** begin RECORD EXCERPTS **

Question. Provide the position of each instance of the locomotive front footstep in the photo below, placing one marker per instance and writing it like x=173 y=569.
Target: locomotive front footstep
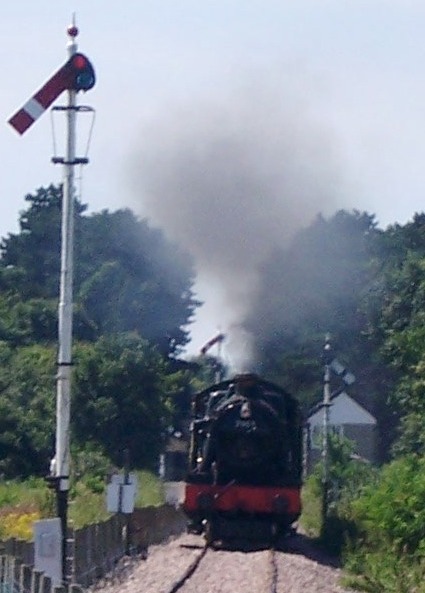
x=244 y=479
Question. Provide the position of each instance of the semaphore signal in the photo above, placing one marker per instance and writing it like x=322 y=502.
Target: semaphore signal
x=77 y=74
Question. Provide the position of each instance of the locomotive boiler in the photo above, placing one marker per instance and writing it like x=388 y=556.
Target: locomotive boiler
x=245 y=459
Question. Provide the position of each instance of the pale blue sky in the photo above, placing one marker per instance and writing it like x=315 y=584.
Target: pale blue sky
x=355 y=67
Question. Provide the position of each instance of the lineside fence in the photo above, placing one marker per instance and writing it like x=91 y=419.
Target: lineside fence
x=95 y=551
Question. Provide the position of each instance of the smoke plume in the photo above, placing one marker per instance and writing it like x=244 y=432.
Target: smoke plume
x=231 y=178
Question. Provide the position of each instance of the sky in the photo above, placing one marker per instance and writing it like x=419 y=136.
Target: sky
x=226 y=119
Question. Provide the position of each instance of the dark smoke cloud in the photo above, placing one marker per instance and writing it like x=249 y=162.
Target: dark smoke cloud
x=233 y=177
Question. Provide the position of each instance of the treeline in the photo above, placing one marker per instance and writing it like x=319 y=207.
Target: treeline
x=366 y=287
x=133 y=304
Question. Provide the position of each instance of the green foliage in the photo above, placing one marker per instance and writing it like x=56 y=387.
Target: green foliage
x=120 y=398
x=127 y=277
x=393 y=511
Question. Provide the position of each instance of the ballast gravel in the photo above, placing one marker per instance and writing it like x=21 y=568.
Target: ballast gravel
x=300 y=570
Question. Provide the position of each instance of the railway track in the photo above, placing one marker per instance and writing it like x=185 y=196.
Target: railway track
x=223 y=564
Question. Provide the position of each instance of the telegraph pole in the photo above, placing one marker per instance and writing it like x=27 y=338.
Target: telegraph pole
x=77 y=74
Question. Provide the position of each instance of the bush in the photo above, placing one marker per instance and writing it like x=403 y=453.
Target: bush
x=393 y=512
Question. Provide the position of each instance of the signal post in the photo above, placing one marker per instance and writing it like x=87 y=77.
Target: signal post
x=77 y=74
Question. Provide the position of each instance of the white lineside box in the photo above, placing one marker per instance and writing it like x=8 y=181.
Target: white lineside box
x=48 y=548
x=121 y=496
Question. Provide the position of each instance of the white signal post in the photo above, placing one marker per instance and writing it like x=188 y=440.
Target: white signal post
x=63 y=399
x=75 y=75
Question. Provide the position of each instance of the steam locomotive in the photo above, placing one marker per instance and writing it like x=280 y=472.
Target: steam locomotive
x=245 y=460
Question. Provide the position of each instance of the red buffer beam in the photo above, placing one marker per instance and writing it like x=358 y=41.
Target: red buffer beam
x=77 y=74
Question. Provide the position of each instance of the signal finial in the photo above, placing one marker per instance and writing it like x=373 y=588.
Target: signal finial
x=72 y=30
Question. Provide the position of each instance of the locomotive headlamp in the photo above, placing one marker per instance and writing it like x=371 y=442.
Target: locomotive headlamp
x=280 y=505
x=205 y=501
x=245 y=410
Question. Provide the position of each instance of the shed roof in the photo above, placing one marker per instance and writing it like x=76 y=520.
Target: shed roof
x=343 y=410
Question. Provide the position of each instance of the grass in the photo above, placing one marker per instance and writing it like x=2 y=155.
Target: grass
x=23 y=502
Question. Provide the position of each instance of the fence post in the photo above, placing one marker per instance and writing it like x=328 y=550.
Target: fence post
x=25 y=577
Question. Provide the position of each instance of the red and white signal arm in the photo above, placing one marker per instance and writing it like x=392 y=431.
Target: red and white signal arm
x=76 y=74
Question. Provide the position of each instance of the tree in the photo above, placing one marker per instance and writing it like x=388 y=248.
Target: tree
x=128 y=277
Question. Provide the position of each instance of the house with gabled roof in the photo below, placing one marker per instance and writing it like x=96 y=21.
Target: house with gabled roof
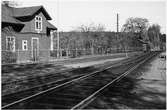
x=26 y=33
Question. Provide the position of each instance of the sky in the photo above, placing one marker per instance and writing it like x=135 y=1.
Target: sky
x=69 y=14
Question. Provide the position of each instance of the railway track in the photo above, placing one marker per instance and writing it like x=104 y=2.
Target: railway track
x=78 y=91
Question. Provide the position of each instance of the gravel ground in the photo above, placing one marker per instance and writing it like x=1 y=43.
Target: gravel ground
x=145 y=88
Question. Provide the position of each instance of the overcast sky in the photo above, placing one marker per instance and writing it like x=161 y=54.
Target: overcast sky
x=68 y=14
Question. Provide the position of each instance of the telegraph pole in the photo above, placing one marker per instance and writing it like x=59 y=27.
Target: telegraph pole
x=58 y=44
x=117 y=22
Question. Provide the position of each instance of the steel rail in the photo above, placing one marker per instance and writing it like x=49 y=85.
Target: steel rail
x=92 y=97
x=66 y=83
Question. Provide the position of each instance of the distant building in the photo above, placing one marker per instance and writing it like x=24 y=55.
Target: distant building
x=26 y=33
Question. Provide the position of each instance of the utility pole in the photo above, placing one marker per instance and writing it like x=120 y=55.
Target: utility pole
x=58 y=44
x=117 y=22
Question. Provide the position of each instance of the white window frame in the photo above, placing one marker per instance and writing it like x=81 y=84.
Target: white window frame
x=39 y=28
x=32 y=45
x=13 y=49
x=24 y=45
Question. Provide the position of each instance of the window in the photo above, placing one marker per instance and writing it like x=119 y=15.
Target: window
x=10 y=43
x=38 y=23
x=24 y=45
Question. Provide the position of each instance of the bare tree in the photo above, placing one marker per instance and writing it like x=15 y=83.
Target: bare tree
x=135 y=25
x=87 y=30
x=154 y=35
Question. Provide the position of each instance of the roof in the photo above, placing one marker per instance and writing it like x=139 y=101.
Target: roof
x=11 y=14
x=49 y=25
x=30 y=11
x=7 y=15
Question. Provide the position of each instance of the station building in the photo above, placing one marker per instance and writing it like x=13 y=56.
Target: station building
x=26 y=34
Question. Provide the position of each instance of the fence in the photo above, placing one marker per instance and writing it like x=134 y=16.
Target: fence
x=19 y=56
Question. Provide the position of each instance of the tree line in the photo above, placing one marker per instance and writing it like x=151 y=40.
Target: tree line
x=93 y=39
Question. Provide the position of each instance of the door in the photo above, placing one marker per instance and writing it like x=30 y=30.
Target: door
x=35 y=48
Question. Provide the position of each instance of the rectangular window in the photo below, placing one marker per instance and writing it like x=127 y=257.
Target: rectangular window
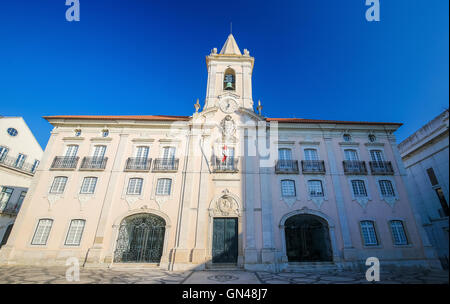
x=350 y=154
x=315 y=188
x=35 y=165
x=3 y=153
x=59 y=184
x=432 y=177
x=287 y=188
x=386 y=188
x=5 y=195
x=88 y=186
x=359 y=188
x=311 y=154
x=377 y=155
x=20 y=201
x=75 y=232
x=163 y=186
x=42 y=232
x=142 y=152
x=99 y=151
x=368 y=233
x=398 y=233
x=20 y=160
x=134 y=186
x=71 y=151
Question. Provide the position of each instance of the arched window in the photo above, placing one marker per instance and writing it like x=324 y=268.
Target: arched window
x=229 y=80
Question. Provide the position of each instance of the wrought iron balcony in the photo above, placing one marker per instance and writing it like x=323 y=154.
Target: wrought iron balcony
x=313 y=166
x=138 y=164
x=65 y=162
x=93 y=163
x=354 y=167
x=229 y=165
x=165 y=164
x=13 y=163
x=286 y=166
x=381 y=167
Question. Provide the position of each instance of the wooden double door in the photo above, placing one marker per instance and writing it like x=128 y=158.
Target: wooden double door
x=225 y=240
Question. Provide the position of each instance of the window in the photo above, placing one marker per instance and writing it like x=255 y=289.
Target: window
x=229 y=80
x=311 y=154
x=12 y=132
x=142 y=152
x=432 y=177
x=5 y=195
x=163 y=186
x=75 y=232
x=42 y=232
x=88 y=186
x=377 y=155
x=71 y=150
x=3 y=153
x=386 y=188
x=287 y=188
x=350 y=154
x=59 y=183
x=315 y=188
x=20 y=160
x=20 y=201
x=134 y=186
x=35 y=165
x=99 y=151
x=398 y=233
x=368 y=233
x=359 y=188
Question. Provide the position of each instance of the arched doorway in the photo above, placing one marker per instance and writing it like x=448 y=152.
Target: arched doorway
x=141 y=239
x=307 y=239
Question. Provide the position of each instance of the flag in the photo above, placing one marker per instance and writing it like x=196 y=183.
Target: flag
x=224 y=158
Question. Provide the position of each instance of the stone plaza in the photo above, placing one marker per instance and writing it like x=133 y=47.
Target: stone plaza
x=57 y=275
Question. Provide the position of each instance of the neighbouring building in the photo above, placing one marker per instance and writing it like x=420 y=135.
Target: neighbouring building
x=20 y=154
x=425 y=155
x=225 y=185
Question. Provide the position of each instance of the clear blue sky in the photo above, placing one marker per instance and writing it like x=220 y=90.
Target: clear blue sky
x=315 y=59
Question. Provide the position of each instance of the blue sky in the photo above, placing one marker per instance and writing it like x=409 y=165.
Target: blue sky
x=316 y=59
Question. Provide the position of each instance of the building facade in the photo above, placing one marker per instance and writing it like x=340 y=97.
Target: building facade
x=223 y=186
x=425 y=156
x=20 y=155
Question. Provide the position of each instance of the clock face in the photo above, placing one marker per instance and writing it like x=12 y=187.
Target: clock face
x=228 y=105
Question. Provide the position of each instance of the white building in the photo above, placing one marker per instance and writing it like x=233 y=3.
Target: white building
x=20 y=155
x=224 y=185
x=425 y=155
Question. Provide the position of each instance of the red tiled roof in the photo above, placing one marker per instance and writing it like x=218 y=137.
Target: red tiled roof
x=303 y=120
x=121 y=117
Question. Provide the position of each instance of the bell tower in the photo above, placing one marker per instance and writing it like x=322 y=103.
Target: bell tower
x=229 y=76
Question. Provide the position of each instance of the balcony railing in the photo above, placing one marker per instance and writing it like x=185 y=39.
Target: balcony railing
x=94 y=163
x=65 y=162
x=165 y=164
x=138 y=164
x=381 y=167
x=313 y=166
x=354 y=167
x=286 y=166
x=229 y=165
x=18 y=165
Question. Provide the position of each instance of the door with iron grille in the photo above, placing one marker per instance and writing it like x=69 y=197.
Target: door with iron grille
x=225 y=240
x=141 y=239
x=307 y=239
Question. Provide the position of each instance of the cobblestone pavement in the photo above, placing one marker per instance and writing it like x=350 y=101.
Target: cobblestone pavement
x=56 y=275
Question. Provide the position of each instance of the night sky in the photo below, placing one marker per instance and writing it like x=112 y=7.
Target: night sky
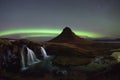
x=45 y=18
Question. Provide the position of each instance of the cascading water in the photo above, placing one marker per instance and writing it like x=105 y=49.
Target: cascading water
x=23 y=59
x=44 y=54
x=32 y=59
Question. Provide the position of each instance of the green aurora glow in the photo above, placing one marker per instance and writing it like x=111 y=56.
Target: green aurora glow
x=45 y=33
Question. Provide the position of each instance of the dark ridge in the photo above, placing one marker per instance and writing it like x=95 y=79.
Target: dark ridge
x=68 y=36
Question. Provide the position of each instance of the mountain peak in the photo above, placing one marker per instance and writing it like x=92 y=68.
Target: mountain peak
x=67 y=31
x=67 y=35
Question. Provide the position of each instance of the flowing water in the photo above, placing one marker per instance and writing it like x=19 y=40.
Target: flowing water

** end RECORD EXCERPTS **

■ **EXERCISE BRIEF**
Copy out the lines from the line containing "like x=111 y=56." to the end of the listing above, without alteration.

■ **FINAL RESULT**
Question. Provide the position of each instance of the green aurora glow in the photo above, placing one marker per instance and writing it like x=111 y=56.
Target: green aurora glow
x=45 y=33
Question. Provide the position of each instance of the dark ridge in the photo above, placing one marker per instance and writing it like x=95 y=79.
Target: dark ridge
x=68 y=36
Question. Provide the position of each instance of the mountain peak in the photo above, placing one marker per instance and writing it like x=92 y=68.
Target: mountain peak
x=67 y=31
x=67 y=35
Question. Provide the position of each instance of the flowing water in the photo above, placing one marker per instance and writing it like x=19 y=40.
Target: flowing water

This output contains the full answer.